• [PROBLEM SET]
1: Quote everything in the news excerpt from "David Albright, president" down to "to 60 weapons.".
2: In the news excerpt, how many crew members did the South Korean commandos rescue from the Samho Jewelry?

Pakistan's nuclear arsenal now totals more than 100 deployed weapons, a doubling of its stockpile over the past several years in one of the world's most unstable regions, according to estimates by nongovernment analysts.
The Pakistanis have significantly accelerated production of uranium and plutonium for bombs and developed new weapons to deliver them. After years of approximate weapons parity, experts said, Pakistan has now edged ahead of India, its nuclear-armed rival.
David Albright, president of the Institute for Science and International Security and a leading analyst on the world's nuclear forces, said current estimates are that Pakistan has up to 110 weapons. Shaun Gregory, director of the Pakistan Security Research Unit at Britain's University of Bradford, put the number at between 100 and 110. Four years ago, the Pakistani arsenal was estimated at 30 to 60 weapons.
5 Somalis will be tried for piracy
Five Somali pirates captured during a raid on a hijacked cargo ship in the Arabian Sea were brought Sunday to South Korea, where they could face life imprisonment, the Coast Guard said. The men were arrested as South Korean commandos raided the South Korean-operated Samho Jewelry this month. The commandos rescued all 21 crew members — eight South Koreans, two Indonesians and 11 Myanmar citizens — and killed eight Somali pirates.

• [EXTRACTED ENTRIES]
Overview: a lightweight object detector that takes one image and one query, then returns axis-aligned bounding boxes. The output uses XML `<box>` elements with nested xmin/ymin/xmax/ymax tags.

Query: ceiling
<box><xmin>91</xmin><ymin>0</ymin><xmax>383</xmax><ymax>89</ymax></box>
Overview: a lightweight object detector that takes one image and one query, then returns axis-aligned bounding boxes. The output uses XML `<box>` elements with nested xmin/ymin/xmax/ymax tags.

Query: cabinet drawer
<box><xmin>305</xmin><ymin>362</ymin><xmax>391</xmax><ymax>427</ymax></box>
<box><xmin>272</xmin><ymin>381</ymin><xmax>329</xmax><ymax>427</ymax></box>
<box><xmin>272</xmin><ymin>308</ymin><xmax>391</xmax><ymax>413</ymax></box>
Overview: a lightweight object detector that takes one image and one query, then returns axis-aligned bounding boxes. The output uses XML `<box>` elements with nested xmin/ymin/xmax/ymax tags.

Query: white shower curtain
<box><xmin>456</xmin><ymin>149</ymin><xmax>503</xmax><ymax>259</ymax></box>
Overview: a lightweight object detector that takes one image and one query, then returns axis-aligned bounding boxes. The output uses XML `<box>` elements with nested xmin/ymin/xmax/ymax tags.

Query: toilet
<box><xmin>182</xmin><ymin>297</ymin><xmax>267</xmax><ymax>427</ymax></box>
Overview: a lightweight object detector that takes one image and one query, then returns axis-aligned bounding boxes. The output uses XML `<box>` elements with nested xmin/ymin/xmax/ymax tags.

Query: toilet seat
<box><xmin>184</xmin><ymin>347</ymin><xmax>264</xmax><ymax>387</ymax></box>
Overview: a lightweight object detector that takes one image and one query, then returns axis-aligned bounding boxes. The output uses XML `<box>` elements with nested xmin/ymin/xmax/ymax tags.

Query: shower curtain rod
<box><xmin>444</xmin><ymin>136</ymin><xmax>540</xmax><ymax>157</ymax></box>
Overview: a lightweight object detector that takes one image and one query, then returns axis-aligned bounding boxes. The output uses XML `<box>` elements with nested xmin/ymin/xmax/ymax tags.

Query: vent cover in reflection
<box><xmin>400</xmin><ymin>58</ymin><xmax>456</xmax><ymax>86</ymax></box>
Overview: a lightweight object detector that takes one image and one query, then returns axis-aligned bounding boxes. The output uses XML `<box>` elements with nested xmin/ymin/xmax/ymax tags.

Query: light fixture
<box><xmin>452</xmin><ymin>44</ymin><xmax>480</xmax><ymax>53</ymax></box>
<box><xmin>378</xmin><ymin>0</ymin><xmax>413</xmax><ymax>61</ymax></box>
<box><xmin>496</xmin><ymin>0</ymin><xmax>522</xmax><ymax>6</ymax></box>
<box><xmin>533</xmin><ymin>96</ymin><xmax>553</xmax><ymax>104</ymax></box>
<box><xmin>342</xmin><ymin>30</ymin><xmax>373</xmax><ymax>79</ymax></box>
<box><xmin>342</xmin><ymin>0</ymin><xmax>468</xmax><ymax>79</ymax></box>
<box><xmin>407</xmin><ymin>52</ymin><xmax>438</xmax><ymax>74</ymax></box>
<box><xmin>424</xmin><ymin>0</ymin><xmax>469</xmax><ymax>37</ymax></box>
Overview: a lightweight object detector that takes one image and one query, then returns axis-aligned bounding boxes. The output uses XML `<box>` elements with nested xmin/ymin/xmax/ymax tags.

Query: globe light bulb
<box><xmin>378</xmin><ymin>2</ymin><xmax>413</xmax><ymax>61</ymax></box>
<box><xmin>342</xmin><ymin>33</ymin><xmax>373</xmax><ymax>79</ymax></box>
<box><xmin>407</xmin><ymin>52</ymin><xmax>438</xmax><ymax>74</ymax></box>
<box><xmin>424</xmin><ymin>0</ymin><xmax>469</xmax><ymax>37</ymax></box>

• [ANSWER SET]
1:
David Albright, president of the Institute for Science and International Security and a leading analyst on the world's nuclear forces, said current estimates are that Pakistan has up to 110 weapons. Shaun Gregory, director of the Pakistan Security Research Unit at Britain's University of Bradford, put the number at between 100 and 110. Four years ago, the Pakistani arsenal was estimated at 30 to 60 weapons.

2: All 21 crew members.